## Page excerpt:
## Begin

As others mentioned, it might be more reasonable to build on a
lower-level, more efficient library for manipulating bitmaps and pixmaps.
The original purpose of the Graphics library was for teaching: provide
simple line and text drawing primitives that would be portable across
X Windows, Windows, and the Macintosh.  It's not intended for maximum
performance, nor for generality.  (Although some users do wonderful
things with it, e.g. http://pauillac.inria.fr/activedvi/ .)

> The program
> spends a significant amount of time in Graphics.make_image, which, for
> every RGB value, looks up its pixel in a color cache.
> 
> First the color cache in otherlibs/graph/color.c is too small (512
> entries). So if I overlay my image with, say, red and blue zones,
> totaling more than 512 colors, make_image gets terribly slow (I spent
> an entire evening tracking out this mysterious slowdown). As a fix I
> set it to 4096 entries which corrected the slowdown (until I buy a
> color camera, that is).

Yes, this color cache machinery should be reworked.  We did a patch to
bypass it entirely in case of "true color" displays, but in general
the cache should grow dynamically.

> Second, it would be really nice to have an efficient interface between
> Bigarray and Graphics : a procedure for (quickly) converting either
> a m x n x 3 RGB byte array or a m x n byte array with a given palette
> into an image.

Yes, now that we have "true" integer matrices in Bigarray, it would
make sense to use them for Graphics' images.  One issue with Graphics
is that there are 3 different implementations (X Windows, Windows and
MacOS) that need to be changed simultaneously.  Needless to say, that
doesn't encourage us to extend the Graphics API :-)

## End

## Tasks and exercises:
**1.** In the records starting at the line "target: sky" and ending at the last line of the records, swap "xmlns attribute" for "namespace attribute", and write those lines out again with nothing else changed.
**2.** Write the next part of the text on the Graphics library's performance, starting right after its final sentence.

## Rows:

## Begin

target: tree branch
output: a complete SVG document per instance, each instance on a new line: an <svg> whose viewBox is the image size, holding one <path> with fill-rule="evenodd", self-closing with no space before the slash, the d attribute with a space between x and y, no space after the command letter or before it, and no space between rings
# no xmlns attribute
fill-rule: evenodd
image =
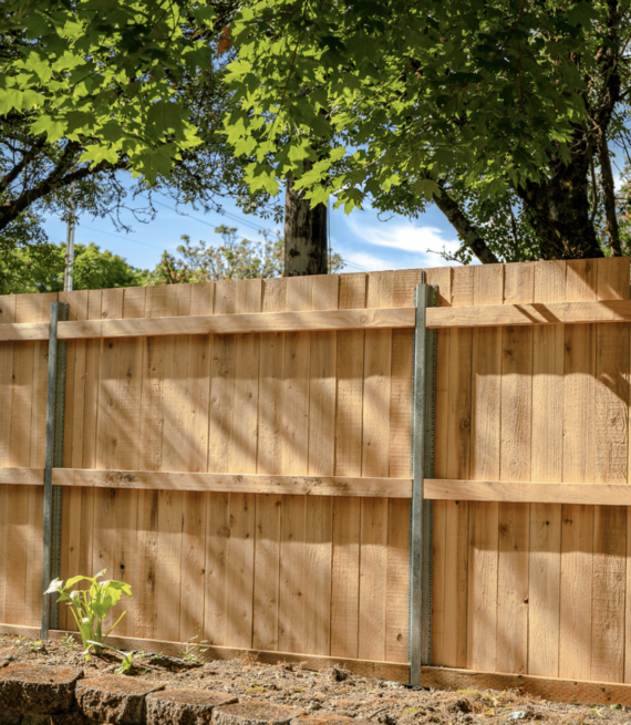
<svg viewBox="0 0 631 725"><path fill-rule="evenodd" d="M447 217L452 226L458 232L462 241L473 251L483 265L498 265L499 259L490 251L479 231L467 219L457 201L448 194L445 183L436 182L441 187L441 196L435 195L434 201L438 209Z"/></svg>
<svg viewBox="0 0 631 725"><path fill-rule="evenodd" d="M69 169L72 168L79 151L81 151L80 144L69 144L56 166L46 178L42 179L37 186L22 191L22 194L12 201L6 201L4 206L0 207L0 231L14 221L31 204L42 197L56 191L60 188L70 186L73 182L79 182L105 169L122 169L126 166L126 162L123 160L117 164L101 162L100 164L96 164L96 166L82 166L81 168L68 173Z"/></svg>

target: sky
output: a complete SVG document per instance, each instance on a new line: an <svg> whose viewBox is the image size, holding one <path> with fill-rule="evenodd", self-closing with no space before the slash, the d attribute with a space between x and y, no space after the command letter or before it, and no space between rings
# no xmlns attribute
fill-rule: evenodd
<svg viewBox="0 0 631 725"><path fill-rule="evenodd" d="M214 229L221 224L236 227L238 235L247 239L260 239L261 228L281 230L270 219L244 215L229 200L223 204L225 216L205 215L182 206L189 215L185 216L175 210L172 199L163 197L156 204L158 214L153 221L132 222L130 217L131 234L116 230L107 219L83 215L75 229L75 242L93 241L101 249L126 258L134 267L153 269L164 249L175 251L182 235L188 235L194 244L200 239L218 244L220 238ZM49 218L45 230L51 241L65 241L66 227L59 218ZM436 207L415 220L392 216L386 221L381 221L372 209L355 209L350 215L337 209L330 215L330 235L333 251L340 252L346 262L343 270L346 272L444 267L454 262L445 261L439 252L443 249L454 252L458 248L455 230Z"/></svg>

## End

## Answers per task:
**1.**
target: sky
output: a complete SVG document per instance, each instance on a new line: an <svg> whose viewBox is the image size, holding one <path> with fill-rule="evenodd", self-closing with no space before the slash, the d attribute with a space between x and y, no space after the command letter or before it, and no space between rings
# no namespace attribute
fill-rule: evenodd
<svg viewBox="0 0 631 725"><path fill-rule="evenodd" d="M214 229L221 224L236 227L238 235L247 239L260 239L261 228L281 230L270 219L244 215L229 200L223 204L225 216L205 215L182 206L189 215L185 216L175 210L172 199L163 197L156 204L158 214L153 221L132 222L130 217L131 234L116 230L107 219L83 215L75 229L75 242L93 241L101 249L126 258L134 267L153 269L164 249L175 251L182 235L188 235L194 244L200 239L218 244L220 238ZM49 218L45 230L51 241L65 241L66 227L59 218ZM436 207L415 220L392 216L386 221L381 221L372 209L355 209L350 215L337 209L330 215L330 235L333 251L340 252L346 262L343 270L346 272L444 267L454 262L445 261L439 252L443 249L454 252L458 248L455 230Z"/></svg>

**2.**
> Third, I find that the coordinate convention (increasing y coordinates
> get you higher in the screen) is counter to current practice (CRTs
> scan from top to bottom ; matrices are also written from top to
> bottom).

We chose this convention to be consistent with mathematical practice.
This is a big plus for teaching...

> Fifth, and most important point (since I can't hack it myself) : I'd
> really like to see access to Bigarrays optimized. Currently, they are
> not (library call for each access).

Not quite.  With the native-code compiler ocamlopt, accesses to 1-, 2-
and 3-dimensional big arrays are expanded in line, *provided the
complete type of the big array is known*.  I.e.

    let f a x y = 1 + a.{x,y}

has a polymorphic type (int, 'a, 'b) Bigarray.Array2.t -> int -> int -> int
and compiles down to a library function call.  However,

    open Bigarray
    let f (a : (int, int_elt, c_layout) Array2.t) x y = 1 + a.{x,y}

is monomorphic and will be compiled much more efficiently by ocamlopt.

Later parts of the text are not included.